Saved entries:
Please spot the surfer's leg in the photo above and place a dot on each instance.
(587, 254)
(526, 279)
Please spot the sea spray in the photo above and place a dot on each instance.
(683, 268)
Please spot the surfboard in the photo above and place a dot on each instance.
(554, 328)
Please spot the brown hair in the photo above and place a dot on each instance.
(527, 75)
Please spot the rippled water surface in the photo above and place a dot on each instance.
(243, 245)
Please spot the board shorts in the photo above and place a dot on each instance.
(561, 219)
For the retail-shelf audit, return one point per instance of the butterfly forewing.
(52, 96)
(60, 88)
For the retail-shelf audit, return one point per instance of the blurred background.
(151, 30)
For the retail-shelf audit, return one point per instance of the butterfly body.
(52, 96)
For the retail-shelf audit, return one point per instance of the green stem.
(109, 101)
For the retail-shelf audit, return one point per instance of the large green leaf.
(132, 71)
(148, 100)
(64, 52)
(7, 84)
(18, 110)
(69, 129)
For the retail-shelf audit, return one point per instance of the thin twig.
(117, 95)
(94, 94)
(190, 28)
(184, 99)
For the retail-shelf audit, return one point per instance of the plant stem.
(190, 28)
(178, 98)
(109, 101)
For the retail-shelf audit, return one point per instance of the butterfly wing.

■ Required action
Word for word, restate the lines from the one holding "Please spot the board" to the last line of the records.

■ Task output
Please spot the board shorts in the photo above and place a dot on each instance.
(561, 219)
For the retail-shelf audit, return one point per instance of the butterfly forewing.
(52, 96)
(60, 88)
For the retail-shelf audit, return one point per instance of the blurred background.
(151, 30)
For the retail-shelf audit, return one point per instance of the butterfly body.
(52, 96)
For the retail-shelf audit, return one point per instance of the green stem.
(109, 101)
For the retail-shelf audit, return one point per instance of the large green leaf.
(132, 71)
(148, 100)
(64, 52)
(7, 84)
(18, 110)
(69, 129)
For the retail-shelf audit, return one point per instance of the thin twig.
(117, 95)
(94, 94)
(190, 28)
(184, 99)
For the retail-shelf audit, return one point per instance of the plant stem.
(190, 28)
(178, 98)
(109, 101)
For the retail-shelf audit, return one point per instance of the butterfly wing.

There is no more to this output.